▶ _Exercise description_
Go through the records and filter out every line lacking the word "outline"; copy the lines that remain.

▶ _Material provided_
=== Section Start ===

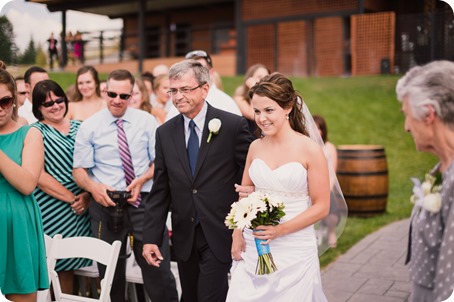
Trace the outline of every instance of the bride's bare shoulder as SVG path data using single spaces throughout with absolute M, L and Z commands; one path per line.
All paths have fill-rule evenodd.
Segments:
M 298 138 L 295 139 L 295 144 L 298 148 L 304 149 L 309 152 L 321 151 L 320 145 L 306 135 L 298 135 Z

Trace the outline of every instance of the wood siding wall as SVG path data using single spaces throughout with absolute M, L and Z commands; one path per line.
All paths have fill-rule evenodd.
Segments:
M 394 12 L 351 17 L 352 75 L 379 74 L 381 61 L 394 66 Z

=== Section End ===
=== Section Start ===

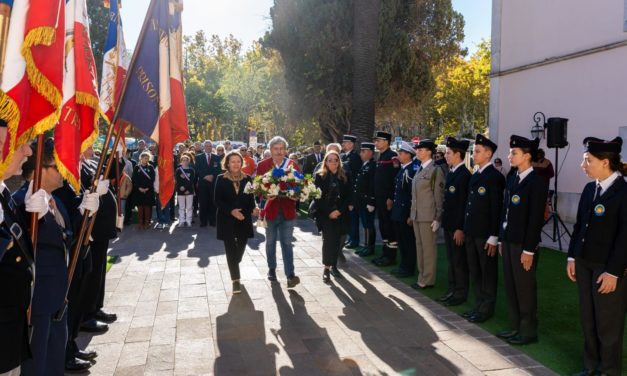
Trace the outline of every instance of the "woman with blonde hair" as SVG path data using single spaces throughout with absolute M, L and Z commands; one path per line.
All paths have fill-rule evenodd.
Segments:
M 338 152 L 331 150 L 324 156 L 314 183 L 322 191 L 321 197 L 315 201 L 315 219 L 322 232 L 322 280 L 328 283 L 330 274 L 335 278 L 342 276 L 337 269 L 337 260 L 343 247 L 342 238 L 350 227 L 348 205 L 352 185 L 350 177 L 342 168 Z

=== Section End ===

▶ _Exercise result_
Trace the outline of every instance of the bride's bare shoulder as SVG path data using single spaces throughout with absolute M, L and Z commands; one path per line.
Trace the outline of every instance of the wood siding wall as SVG path data using single spaces throughout with absolute M, L and Z commands; one path per line.
Trace the outline of every instance of the "woman with blonde hair" as SVG path data using single spaces throughout with absolute M, L and Z commands; one path per line.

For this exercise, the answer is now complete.